FRAGMENTO DEL DOCUMENTO:
>>
En el ferry que me llevó desde Almería a Tánger, ciudad por la que los europeos acceden a África, entablé conversación con Fátima, una joven marroquí que vivía en España. Hablamos de Mohammed Chukri, escritor al que yo había descubierto hacía unos meses gracias a su recién publicada novela Rostros, amores y maldiciones. Le conté mi intención de bajar por la costa y subir por el interior de Marruecos utilizando trenes, autobuses y lo que allí se llama grand taxis, es decir, viejos coches mercedes que llevan hasta seis pasajeros, aparte el conductor, entre poblaciones cercanas y por un precio muy bajo. Cuando me despedí de Fátima en el puerto de Tánger me pidió que la llamase antes de regresar a España.

Antes de viajar alguien me dijo que me iba a encontrar un país medieval mecanizado y en cuanto puse un pie en Marruecos supe que era verdad. Al ponerse el sol las ciudades se convertían cuevas oscuras por falta de iluminación. Los teléfonos móviles eran irrelevantes tanto o más que la presencia de la mujer en las calles. Fuera de las grandes ciudades, o mejor dicho del centro de ellas, en los barrios y en los pueblos, apenas se las veía. Los mercados con puestos de frutas y verduras y las calles sin asfaltar llenas de niños a cualquier hora del día me recordaron a la España de los años 40 y 50 que quedó reflejada en el libro Campos de Níjar (1959) de Juan Goytisolo o en los cuentos de Ignacio Aldecoa.
<<
ENTRADAS EXTRAÍDAS:
>>
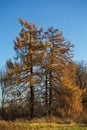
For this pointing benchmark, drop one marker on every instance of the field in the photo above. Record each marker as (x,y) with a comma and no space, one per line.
(17,125)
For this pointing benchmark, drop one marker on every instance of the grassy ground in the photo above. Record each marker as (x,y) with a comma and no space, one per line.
(39,126)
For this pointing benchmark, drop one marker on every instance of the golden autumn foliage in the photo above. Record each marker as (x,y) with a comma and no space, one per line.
(42,78)
(71,94)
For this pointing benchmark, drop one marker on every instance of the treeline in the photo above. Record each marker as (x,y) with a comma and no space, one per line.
(42,80)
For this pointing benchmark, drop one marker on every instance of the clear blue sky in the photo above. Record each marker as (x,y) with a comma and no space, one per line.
(69,16)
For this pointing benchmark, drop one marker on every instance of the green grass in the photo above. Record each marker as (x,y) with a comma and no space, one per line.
(39,126)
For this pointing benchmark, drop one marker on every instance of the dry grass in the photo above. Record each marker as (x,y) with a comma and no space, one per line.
(17,125)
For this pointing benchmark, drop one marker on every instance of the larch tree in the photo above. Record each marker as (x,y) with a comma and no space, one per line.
(30,50)
(58,54)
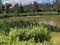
<<
ENCARGO A:
Responde a estas preguntas sobre el relato del viaje a Marruecos:
(i) ¿Desde qué ciudad partió el ferry que llevó al viajero a Tánger?
(ii) ¿Cuántos pasajeros pueden llevar los grand taxis, además del conductor?
(iii) ¿En qué año se publicó Campos de Níjar según el relato?
ENCARGO B: Prosigue el relato del viaje a Marruecos a partir de su última oración.

RESPUESTA A:
(i) Desde Almería.
(ii) Hasta seis pasajeros.
(iii) En 1959.

RESPUESTA B:
La reciente crisis migratoria y humanitaria que ha sufrido Ceuta y por tanto Europa como consecuencia de la rabieta de las autoridades marroquíes después de conocer que se estaba tratando en un hospital español al líder del Frente Polisario Brahim Gali, aquejado de varias enfermedades de cierta gravedad, tiene su origen en el espaldarazo que Donald Trump dio al rey Mohamed VI cuando reconoció, poco antes de abandonar la Casa Blanca, la soberanía de Marruecos sobre el Sáhara a pesar de la resoluciones de la ONU que van encaminadas en sentido contrario. El rey de Marruecos, el empresario más rico del país gracias al sultanato en el que mantiene a sus súbditos, que no ciudadanos, cumple a la perfección con el papel de rey omnipresente que, gracias a un régimen cuasi dictatorial con pequeñas válvulas de escape, como es el hecho de que haya una en teoría libertad de prensa que se autocensura por las consecuencias que sus acciones puedan acarrear, pretende que en Europa se respete su sistema feudal. Hay que reconocer que el rey marroquí ha conseguido su principal objetivo al dejar pasar por la frontera con Ceuta a 8.000 desesperados a los que su sistema económico y policial mantiene en la miseria, es decir, desestabilizar la política interna española. Y esto ha ocurrido porque, por un lado, el Partido Popular ha vuelto a ser desleal con el Gobierno de la nación en materia de asuntos de Estado. Pablo Casado, fiel a su política de cuanto peor mejor para mí, ha hecho el juego al Gobierno de Marruecos. Por otro lado, la formación ultraderechista VOX ha llevado a la práctica lo que mejor saber hacer, es decir, servirse del viejo fascismo carpetovetónico de reminiscencias franquistas organizando mítines patrioteros cuyo único objetivo era dividir a los españoles y hacer proselitismo de su ideario clasista.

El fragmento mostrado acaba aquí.